⟨

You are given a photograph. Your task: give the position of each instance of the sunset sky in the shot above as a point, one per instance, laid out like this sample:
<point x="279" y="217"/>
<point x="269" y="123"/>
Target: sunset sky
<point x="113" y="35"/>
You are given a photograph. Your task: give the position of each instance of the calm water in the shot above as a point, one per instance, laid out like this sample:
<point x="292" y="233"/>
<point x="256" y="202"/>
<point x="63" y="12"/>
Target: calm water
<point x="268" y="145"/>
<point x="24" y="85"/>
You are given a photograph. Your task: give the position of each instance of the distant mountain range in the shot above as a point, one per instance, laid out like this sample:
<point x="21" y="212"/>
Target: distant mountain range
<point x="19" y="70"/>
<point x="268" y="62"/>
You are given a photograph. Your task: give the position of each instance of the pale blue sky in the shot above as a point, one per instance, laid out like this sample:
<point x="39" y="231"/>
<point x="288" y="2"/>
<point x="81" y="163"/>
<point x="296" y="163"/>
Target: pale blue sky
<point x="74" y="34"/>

⟩

**WORK TASK**
Transcribe the material above in its entirety. Match it exactly.

**TASK SOLUTION**
You are given a photograph. Your task: give the position of each instance of the sunset sky in the shot above as a point, one per instance, laid out like this sample:
<point x="279" y="217"/>
<point x="269" y="123"/>
Target: sunset sky
<point x="113" y="35"/>
You are given a photograph. Your task: give the position of each instance of the calm water in the shot above as a point, one per instance, laid out like this sample:
<point x="292" y="233"/>
<point x="256" y="202"/>
<point x="63" y="12"/>
Target: calm water
<point x="268" y="145"/>
<point x="24" y="85"/>
You are given a photograph. Your task: give the position of each instance of the distant mountain range in the shot above as a point, one per instance, laid out like this sample:
<point x="21" y="212"/>
Target: distant mountain range
<point x="19" y="70"/>
<point x="268" y="62"/>
You are given a photograph. Your task: give the position of each instance of the pale blue sky in the shot above as a point, one per instance, laid out like this sample:
<point x="39" y="231"/>
<point x="288" y="2"/>
<point x="81" y="163"/>
<point x="296" y="163"/>
Target: pale blue sky
<point x="74" y="34"/>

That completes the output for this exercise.